-- Directions --
**a.** According to the domestic violence safety tips, why should someone who leaves the relationship, or is thinking of leaving, take important papers and documents along?
**b.** In the domestic violence safety tips, which room is named as an example of a room with weapons in it?

-- Text under study --
---------------

Domestic Violence: Safety TipsThe following are safety tips for victims of Domestic Violence.
If you refuse to leave your abuser:
- Find a safe place to go to. If possible, leave the area immediately. DO NOT run to rooms that have weapons in them (such as the kitchen) or into rooms that do not have an exit (such as a bathroom or closet).
- Call the police as soon as possible.
- Make an emergency kit. This kit should include important papers (birth certificates, social security cards, medical information), an emergency credit card, money, change for a pay phone, checkbook, clothes for you and your children, and (if necessary) formula for an infant.
- Memorize all important telephone numbers.
- Talk with close family and friends. Come up with a word that if you use they will know to call for help.
- Remember, you are important and special. No one deserves to live in fear or violence.
- Change ALL of your phone numbers.
- Get caller ID so that you will know who is calling and so that you have a record of who has called.
- Save and document all contacts, messages, injuries, or other incidents involving the batterer.
- Change the locks if the batterer has a key.
- Avoid staying alone. If this is not possible, please let someone close to you know where you will be at and when to expect you back. If you have not called or returned, have them notify the police.
- Have an escape route planned at your house.
- If you have to meet your former partner, do so in a public place, and let numerous people know about the meeting. Try not to go alone.
- Try not to take the same route to school and work everyday. Try not to settle into a routine. Notify school, work, and childcare centers about your situation.
- Call a domestic violence program for battered women for information, legal referrals, and support.
- If you leave the relationship, or are thinking of leaving, take important papers and documents with you to enable you to apply for benefits or take legal action. Important papers you should take include social security cards and birth certificates for you and your children, your marriage license, leases or deeds in your name or both your and your partner's names, your checkbook, your charge cards, bank and charge account statements, insurance policies, proof of income for you and your partner (pay stubs or W-2's), and any documents of past incidents of abuse (photos, police reports, medical records, etc.).

---------------

-- Material provided --
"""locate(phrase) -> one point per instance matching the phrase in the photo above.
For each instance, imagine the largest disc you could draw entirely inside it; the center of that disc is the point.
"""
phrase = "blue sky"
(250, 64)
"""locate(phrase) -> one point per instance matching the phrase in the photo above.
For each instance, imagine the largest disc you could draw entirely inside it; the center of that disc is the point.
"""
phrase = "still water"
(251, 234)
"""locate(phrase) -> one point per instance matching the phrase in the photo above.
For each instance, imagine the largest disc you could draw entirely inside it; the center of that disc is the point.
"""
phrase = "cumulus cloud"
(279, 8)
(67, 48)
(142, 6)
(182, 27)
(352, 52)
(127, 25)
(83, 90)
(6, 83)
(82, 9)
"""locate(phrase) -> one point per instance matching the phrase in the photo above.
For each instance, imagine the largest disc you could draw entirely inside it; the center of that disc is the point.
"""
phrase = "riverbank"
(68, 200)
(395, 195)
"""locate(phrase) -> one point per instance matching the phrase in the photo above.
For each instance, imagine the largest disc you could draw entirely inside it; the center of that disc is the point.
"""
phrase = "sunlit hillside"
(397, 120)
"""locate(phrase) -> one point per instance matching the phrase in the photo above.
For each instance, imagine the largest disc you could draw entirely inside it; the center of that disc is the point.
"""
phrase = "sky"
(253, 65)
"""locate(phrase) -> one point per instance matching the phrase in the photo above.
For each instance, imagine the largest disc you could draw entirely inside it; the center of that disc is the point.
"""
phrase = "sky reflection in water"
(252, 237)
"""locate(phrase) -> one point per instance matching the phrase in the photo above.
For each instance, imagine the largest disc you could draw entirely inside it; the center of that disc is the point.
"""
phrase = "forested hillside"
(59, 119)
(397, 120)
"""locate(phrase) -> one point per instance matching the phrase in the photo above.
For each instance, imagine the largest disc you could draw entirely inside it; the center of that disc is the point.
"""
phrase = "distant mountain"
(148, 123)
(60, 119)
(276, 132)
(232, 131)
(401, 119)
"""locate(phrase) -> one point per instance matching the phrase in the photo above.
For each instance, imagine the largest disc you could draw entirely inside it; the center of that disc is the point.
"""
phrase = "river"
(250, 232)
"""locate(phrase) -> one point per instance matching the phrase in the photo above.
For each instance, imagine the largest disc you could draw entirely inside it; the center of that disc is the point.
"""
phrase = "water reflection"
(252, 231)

---------------

-- Exercise answers --
**a.** The papers make it possible to apply for benefits or take legal action.

**b.** The kitchen.